## Location identification items
============

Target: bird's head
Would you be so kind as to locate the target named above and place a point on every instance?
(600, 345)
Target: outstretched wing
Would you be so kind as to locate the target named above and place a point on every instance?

============

## AIM OF THE EXERCISE
Can you rewrite the items above, swapping "locate" for "find" and leaving everything else unchanged?

## TASK RESULT
Target: bird's head
Would you be so kind as to find the target named above and place a point on every instance?
(600, 345)
Target: outstretched wing
Would you be so kind as to find the target named above and place a point on every instance?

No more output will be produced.